Your task is to repeat, word for word, the line containing "Mark a dot on each instance of the stone wall" and all lines that follow it to the end of the material, and no other lines.

━━ Input material

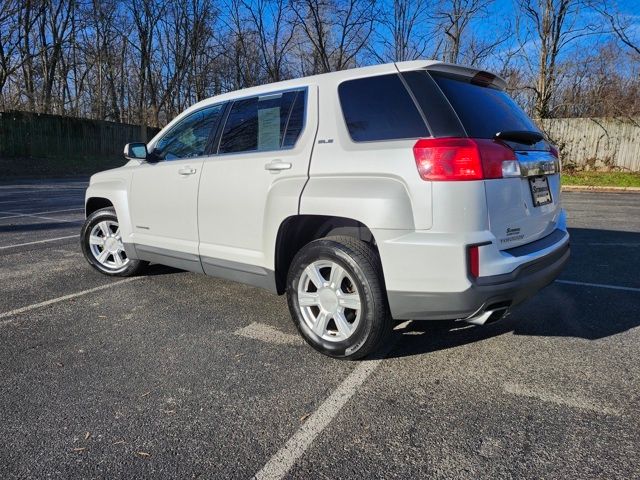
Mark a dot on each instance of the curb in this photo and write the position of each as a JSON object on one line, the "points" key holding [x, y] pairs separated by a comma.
{"points": [[591, 188]]}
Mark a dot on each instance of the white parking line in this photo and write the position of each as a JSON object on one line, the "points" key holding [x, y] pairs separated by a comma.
{"points": [[599, 285], [28, 214], [61, 299], [40, 217], [285, 458], [39, 241], [268, 334]]}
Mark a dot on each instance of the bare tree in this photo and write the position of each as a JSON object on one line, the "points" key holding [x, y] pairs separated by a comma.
{"points": [[403, 33], [337, 31], [274, 27], [554, 25], [621, 25]]}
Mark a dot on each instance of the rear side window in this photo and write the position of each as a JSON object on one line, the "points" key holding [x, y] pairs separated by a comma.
{"points": [[380, 108], [295, 124], [483, 111], [189, 137], [259, 123]]}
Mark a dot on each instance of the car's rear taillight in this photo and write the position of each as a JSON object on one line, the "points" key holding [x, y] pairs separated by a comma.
{"points": [[474, 261], [450, 159]]}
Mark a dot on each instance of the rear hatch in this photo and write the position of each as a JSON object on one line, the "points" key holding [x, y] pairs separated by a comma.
{"points": [[524, 207]]}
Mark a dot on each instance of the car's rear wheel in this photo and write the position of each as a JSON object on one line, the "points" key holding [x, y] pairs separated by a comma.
{"points": [[102, 245], [336, 297]]}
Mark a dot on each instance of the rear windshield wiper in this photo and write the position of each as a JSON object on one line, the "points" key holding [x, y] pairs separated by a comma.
{"points": [[520, 136]]}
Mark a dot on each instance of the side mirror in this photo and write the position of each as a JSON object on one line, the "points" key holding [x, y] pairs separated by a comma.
{"points": [[135, 151]]}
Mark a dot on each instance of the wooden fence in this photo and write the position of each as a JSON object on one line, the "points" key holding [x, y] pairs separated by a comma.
{"points": [[32, 135], [596, 143]]}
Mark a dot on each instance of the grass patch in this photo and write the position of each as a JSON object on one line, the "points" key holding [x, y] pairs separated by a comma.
{"points": [[57, 167], [602, 179]]}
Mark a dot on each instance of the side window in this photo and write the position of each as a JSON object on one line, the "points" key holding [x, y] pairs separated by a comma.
{"points": [[189, 138], [380, 108], [259, 123], [296, 120]]}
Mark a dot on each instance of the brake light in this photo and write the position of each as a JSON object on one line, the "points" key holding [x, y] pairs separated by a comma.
{"points": [[474, 261], [450, 159]]}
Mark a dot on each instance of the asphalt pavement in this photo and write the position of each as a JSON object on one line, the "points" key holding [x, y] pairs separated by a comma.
{"points": [[176, 375]]}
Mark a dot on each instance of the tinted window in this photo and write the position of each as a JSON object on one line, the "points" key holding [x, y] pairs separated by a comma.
{"points": [[484, 111], [189, 138], [380, 108], [441, 118], [257, 123], [296, 120]]}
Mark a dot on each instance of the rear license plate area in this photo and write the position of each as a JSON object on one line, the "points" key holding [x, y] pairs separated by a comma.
{"points": [[540, 192]]}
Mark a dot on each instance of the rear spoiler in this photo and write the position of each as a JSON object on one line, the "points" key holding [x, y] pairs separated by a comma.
{"points": [[477, 76]]}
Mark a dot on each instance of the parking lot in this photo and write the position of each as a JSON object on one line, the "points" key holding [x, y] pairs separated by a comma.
{"points": [[175, 375]]}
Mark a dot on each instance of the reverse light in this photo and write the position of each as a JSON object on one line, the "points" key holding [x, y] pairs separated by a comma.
{"points": [[451, 159]]}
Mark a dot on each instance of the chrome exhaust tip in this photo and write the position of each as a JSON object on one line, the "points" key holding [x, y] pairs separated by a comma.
{"points": [[487, 317]]}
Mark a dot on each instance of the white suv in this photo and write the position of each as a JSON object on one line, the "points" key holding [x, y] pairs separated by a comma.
{"points": [[415, 190]]}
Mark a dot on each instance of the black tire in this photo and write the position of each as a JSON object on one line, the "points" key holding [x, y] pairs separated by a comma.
{"points": [[362, 264], [132, 267]]}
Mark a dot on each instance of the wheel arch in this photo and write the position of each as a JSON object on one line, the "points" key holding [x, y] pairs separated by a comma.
{"points": [[298, 230]]}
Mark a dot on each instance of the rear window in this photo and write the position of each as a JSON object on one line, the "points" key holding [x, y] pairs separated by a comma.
{"points": [[483, 111], [380, 108]]}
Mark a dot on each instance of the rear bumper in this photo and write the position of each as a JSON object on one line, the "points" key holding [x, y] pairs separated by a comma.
{"points": [[488, 293]]}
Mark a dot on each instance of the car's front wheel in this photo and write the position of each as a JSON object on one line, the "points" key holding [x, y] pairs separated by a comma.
{"points": [[102, 245], [336, 296]]}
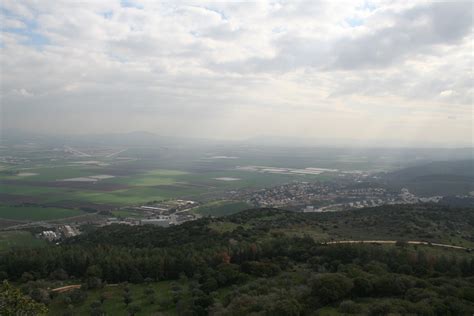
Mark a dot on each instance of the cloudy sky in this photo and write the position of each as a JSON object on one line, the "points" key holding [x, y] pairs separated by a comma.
{"points": [[382, 70]]}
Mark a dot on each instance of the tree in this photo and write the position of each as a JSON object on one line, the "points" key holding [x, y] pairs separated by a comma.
{"points": [[127, 298], [13, 302], [329, 288]]}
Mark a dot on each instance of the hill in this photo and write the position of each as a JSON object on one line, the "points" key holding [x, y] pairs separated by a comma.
{"points": [[436, 178], [262, 262]]}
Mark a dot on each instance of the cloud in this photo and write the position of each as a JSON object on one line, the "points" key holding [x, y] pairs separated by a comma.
{"points": [[214, 68]]}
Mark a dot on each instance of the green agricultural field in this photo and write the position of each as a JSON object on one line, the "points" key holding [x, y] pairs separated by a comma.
{"points": [[151, 178], [247, 179], [54, 173], [36, 213], [222, 208], [19, 239]]}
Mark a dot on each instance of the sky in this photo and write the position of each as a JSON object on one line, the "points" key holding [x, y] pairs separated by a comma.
{"points": [[368, 71]]}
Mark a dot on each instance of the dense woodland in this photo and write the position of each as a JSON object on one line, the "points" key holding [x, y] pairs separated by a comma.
{"points": [[267, 262]]}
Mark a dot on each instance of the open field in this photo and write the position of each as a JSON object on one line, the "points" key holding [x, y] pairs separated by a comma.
{"points": [[114, 304], [35, 213], [114, 184], [19, 239], [222, 208]]}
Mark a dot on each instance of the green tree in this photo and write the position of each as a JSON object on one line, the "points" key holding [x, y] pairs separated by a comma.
{"points": [[13, 302], [331, 287]]}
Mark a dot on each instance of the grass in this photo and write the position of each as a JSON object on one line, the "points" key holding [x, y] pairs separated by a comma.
{"points": [[114, 305], [19, 239], [36, 213], [222, 208]]}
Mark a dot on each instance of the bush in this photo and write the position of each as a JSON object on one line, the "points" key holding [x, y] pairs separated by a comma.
{"points": [[331, 287], [350, 307]]}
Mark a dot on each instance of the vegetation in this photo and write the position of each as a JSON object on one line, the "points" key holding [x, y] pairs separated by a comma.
{"points": [[247, 263]]}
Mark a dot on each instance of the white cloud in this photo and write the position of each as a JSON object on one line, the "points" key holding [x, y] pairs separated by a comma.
{"points": [[238, 69]]}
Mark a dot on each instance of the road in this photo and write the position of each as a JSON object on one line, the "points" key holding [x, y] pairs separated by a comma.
{"points": [[411, 242]]}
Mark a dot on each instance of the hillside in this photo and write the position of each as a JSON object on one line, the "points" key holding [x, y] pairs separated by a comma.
{"points": [[435, 178], [262, 262]]}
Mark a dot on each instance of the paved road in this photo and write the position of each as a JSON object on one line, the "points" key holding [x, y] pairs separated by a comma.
{"points": [[411, 242]]}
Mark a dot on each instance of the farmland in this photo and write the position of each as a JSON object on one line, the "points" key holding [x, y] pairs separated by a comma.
{"points": [[49, 184]]}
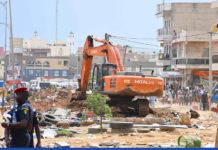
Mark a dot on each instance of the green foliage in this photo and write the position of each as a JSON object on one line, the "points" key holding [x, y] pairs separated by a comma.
{"points": [[97, 104], [64, 132]]}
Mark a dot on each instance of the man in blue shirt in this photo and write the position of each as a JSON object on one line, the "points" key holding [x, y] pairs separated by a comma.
{"points": [[22, 120]]}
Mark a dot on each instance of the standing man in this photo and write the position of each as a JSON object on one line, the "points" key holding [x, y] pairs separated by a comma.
{"points": [[37, 131], [152, 101], [21, 121]]}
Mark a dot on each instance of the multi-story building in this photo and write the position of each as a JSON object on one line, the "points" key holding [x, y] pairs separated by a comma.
{"points": [[185, 37], [134, 61], [37, 58], [47, 67]]}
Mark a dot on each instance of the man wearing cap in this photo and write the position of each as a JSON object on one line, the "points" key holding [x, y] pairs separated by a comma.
{"points": [[22, 120]]}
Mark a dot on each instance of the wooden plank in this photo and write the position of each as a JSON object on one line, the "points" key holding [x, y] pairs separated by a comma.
{"points": [[158, 126]]}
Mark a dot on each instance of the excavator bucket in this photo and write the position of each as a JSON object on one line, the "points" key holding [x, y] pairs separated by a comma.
{"points": [[77, 95]]}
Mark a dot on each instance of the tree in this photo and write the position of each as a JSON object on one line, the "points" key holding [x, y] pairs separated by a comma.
{"points": [[97, 104]]}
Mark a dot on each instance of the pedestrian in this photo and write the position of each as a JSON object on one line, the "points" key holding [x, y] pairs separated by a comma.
{"points": [[214, 99], [204, 100], [21, 121], [152, 101], [37, 131]]}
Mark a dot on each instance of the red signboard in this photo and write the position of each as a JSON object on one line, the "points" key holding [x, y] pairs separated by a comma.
{"points": [[11, 82]]}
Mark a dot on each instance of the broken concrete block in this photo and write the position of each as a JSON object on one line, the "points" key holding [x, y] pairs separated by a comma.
{"points": [[96, 130], [109, 144], [63, 124], [122, 130], [49, 133], [121, 125], [61, 145], [185, 120], [143, 130], [167, 128]]}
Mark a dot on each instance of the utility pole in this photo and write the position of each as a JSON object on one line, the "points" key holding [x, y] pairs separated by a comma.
{"points": [[6, 27], [6, 31], [210, 64], [124, 56], [11, 45], [56, 34]]}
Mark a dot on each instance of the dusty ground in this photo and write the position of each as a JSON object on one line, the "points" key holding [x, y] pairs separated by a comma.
{"points": [[43, 101], [144, 139]]}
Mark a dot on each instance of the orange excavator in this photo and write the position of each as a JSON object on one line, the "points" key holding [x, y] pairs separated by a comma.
{"points": [[127, 91]]}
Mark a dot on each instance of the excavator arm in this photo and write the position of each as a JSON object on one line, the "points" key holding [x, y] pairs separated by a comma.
{"points": [[106, 50]]}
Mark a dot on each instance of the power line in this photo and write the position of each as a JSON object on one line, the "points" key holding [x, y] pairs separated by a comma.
{"points": [[138, 42], [144, 38], [136, 47]]}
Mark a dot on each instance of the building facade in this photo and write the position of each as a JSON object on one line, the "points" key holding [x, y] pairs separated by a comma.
{"points": [[185, 38], [38, 58]]}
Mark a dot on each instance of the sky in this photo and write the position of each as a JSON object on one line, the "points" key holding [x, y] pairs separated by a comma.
{"points": [[128, 18]]}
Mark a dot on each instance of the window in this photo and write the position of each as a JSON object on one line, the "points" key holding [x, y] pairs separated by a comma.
{"points": [[45, 73], [65, 63], [30, 72], [64, 73], [56, 73], [194, 7]]}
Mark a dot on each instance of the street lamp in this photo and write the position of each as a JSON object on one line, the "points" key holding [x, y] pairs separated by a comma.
{"points": [[4, 4]]}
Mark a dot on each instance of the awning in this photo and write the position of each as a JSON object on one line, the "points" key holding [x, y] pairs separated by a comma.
{"points": [[200, 73], [171, 74]]}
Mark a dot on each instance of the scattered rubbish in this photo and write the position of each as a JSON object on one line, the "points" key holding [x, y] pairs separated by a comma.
{"points": [[50, 118], [109, 144], [158, 126], [49, 133], [61, 145], [209, 145], [89, 135], [185, 120], [122, 130], [121, 125], [167, 128], [201, 127], [64, 132], [194, 114], [161, 145], [93, 145], [63, 124], [96, 130], [141, 130], [189, 141]]}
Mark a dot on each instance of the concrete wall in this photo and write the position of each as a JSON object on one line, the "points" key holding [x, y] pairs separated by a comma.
{"points": [[192, 16]]}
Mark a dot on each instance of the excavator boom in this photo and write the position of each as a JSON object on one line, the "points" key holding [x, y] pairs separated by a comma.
{"points": [[120, 86]]}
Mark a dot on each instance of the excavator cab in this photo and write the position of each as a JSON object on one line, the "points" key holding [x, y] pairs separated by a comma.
{"points": [[99, 71], [107, 69]]}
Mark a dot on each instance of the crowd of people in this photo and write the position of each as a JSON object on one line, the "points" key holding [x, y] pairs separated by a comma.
{"points": [[22, 122], [186, 96]]}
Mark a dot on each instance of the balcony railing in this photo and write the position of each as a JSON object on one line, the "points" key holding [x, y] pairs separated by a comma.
{"points": [[161, 8], [164, 33], [190, 61], [37, 65]]}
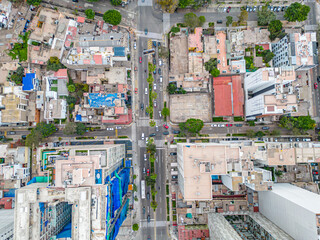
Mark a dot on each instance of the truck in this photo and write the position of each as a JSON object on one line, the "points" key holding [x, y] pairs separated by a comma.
{"points": [[143, 189]]}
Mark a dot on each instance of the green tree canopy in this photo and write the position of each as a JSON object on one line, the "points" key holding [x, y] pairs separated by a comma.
{"points": [[112, 16], [192, 125], [297, 12], [70, 128], [90, 13], [191, 20], [265, 16], [34, 2], [229, 20], [135, 227], [81, 128], [71, 88], [116, 2]]}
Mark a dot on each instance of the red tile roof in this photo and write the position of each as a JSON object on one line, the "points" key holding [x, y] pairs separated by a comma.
{"points": [[97, 59], [80, 19], [223, 101]]}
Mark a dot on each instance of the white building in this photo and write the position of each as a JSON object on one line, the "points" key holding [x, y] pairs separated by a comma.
{"points": [[293, 209]]}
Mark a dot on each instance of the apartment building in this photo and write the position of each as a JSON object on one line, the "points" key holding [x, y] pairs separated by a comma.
{"points": [[269, 92], [296, 49], [293, 209]]}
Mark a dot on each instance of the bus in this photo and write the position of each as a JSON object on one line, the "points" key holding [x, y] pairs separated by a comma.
{"points": [[143, 189]]}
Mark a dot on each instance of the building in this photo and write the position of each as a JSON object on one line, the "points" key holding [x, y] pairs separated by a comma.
{"points": [[269, 92], [243, 225], [89, 186], [293, 209], [228, 96], [296, 49], [200, 164]]}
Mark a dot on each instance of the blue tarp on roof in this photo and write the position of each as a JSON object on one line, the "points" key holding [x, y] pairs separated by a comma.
{"points": [[119, 51], [27, 82]]}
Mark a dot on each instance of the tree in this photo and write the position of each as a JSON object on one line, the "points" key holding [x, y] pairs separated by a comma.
{"points": [[112, 16], [154, 205], [165, 112], [267, 56], [191, 20], [81, 129], [116, 2], [89, 13], [211, 64], [171, 88], [192, 125], [215, 72], [202, 20], [185, 3], [265, 16], [33, 139], [274, 28], [250, 133], [229, 20], [70, 128], [34, 2], [71, 88], [135, 227], [297, 12], [243, 17], [152, 123], [54, 64]]}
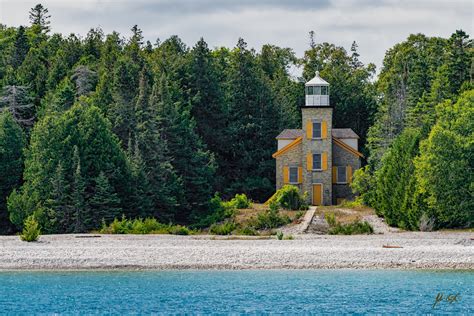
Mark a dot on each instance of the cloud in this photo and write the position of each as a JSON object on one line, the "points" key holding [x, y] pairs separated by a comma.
{"points": [[376, 25]]}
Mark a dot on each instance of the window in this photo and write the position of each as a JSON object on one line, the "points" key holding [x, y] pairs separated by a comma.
{"points": [[341, 175], [293, 174], [324, 90], [317, 165], [316, 129]]}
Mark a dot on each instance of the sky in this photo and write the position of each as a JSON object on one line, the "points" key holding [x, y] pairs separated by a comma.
{"points": [[374, 25]]}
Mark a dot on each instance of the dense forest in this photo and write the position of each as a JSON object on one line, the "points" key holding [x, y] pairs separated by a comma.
{"points": [[96, 127]]}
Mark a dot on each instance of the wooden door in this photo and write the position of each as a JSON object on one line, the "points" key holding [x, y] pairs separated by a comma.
{"points": [[317, 194]]}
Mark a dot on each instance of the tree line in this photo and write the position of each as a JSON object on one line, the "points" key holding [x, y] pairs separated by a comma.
{"points": [[421, 145], [96, 127]]}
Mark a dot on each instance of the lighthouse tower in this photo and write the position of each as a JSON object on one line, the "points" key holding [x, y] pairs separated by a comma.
{"points": [[317, 141]]}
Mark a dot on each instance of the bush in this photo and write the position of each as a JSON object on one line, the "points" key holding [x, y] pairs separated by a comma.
{"points": [[240, 201], [271, 218], [140, 226], [289, 197], [247, 231], [222, 229], [31, 230], [219, 211], [354, 228]]}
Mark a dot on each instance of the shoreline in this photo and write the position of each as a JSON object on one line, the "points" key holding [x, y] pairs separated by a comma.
{"points": [[421, 251]]}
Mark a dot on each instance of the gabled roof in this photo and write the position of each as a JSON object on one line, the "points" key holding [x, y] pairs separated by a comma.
{"points": [[343, 133], [346, 147], [290, 134], [288, 147], [317, 81], [335, 132]]}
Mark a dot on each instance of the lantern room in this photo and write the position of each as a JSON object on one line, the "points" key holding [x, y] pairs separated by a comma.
{"points": [[317, 91]]}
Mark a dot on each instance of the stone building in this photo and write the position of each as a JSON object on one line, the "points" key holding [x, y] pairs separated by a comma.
{"points": [[318, 158]]}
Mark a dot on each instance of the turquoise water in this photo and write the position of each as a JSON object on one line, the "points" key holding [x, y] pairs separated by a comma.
{"points": [[222, 292]]}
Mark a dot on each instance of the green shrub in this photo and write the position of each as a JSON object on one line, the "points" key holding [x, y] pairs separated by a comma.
{"points": [[219, 211], [271, 218], [31, 230], [354, 228], [279, 235], [290, 198], [331, 219], [222, 229], [247, 231], [298, 215], [178, 230], [240, 201], [140, 226]]}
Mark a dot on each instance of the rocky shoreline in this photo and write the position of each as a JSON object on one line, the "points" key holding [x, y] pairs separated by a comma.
{"points": [[436, 250]]}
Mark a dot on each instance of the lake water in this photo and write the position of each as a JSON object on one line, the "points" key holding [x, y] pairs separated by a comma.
{"points": [[222, 292]]}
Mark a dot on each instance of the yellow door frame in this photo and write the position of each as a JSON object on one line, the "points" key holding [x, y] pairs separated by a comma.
{"points": [[313, 202]]}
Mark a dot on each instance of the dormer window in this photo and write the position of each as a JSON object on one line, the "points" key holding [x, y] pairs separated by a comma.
{"points": [[316, 129], [317, 92]]}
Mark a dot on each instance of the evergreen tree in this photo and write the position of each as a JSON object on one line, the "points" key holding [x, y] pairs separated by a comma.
{"points": [[17, 101], [12, 142], [164, 185], [193, 163], [444, 167], [39, 18], [20, 48], [104, 203], [82, 220]]}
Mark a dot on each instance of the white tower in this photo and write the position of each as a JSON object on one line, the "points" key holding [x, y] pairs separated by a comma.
{"points": [[317, 92]]}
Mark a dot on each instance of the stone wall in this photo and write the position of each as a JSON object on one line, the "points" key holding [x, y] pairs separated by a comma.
{"points": [[318, 146], [290, 158], [342, 157]]}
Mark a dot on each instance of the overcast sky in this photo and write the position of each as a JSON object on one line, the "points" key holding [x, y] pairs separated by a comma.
{"points": [[374, 25]]}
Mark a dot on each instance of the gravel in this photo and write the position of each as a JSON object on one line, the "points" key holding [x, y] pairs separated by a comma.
{"points": [[421, 250]]}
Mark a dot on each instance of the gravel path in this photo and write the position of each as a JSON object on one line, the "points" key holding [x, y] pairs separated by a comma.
{"points": [[436, 250]]}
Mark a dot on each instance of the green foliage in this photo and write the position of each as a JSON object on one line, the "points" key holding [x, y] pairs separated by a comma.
{"points": [[279, 235], [394, 187], [354, 228], [444, 167], [219, 211], [240, 201], [12, 142], [271, 218], [247, 231], [364, 185], [290, 198], [140, 226], [225, 228], [31, 230]]}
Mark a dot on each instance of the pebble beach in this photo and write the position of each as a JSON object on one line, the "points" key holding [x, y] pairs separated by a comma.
{"points": [[415, 250]]}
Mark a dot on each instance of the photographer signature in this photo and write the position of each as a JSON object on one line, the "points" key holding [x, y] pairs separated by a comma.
{"points": [[450, 298]]}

━━━━

* **The output**:
Mark a dot on each instance of the stone wall in this photo and write the position of each as a JSON object on one line, the "points" key holding [x, y] pairs separated by a comma.
{"points": [[318, 146], [290, 158], [342, 157]]}
Mark a dot on each instance of the overcast sky in this photo and write the position of each as a JSON object on one line, the "points" key holding [x, y] pairs separated by a comma.
{"points": [[374, 25]]}
Mark a dot on each instance of the gravel in this photo and write the position of each as a JSON object on one line, the "points" key holding [x, y] pairs separated by a comma.
{"points": [[421, 250]]}
Mark a dot on each instance of the gravel path in this photo and write the position of each as a JSON object on one line, the "points" key holding [x, y] pairs separated by a comma.
{"points": [[436, 250]]}
Mark a dot on each instance of the green foliage in this photo and write the position of each as a JSON object on one line, the "points" key holding [x, y] pairs separated by a comma.
{"points": [[279, 235], [394, 187], [354, 228], [444, 167], [219, 211], [240, 201], [12, 142], [271, 218], [247, 231], [364, 185], [290, 198], [140, 226], [225, 228], [31, 230]]}
Mark a dot on each instance of the pebble beach in this photo and write the position of each as a JSON object on one line, the "points" key holding [x, y] pairs separated by a comma.
{"points": [[415, 250]]}
Mark a dot on each instance of the photographer signature in this photo and write the position of each as a JSON object on one line, the "points" key holding [x, y] pairs separated by a comma.
{"points": [[450, 298]]}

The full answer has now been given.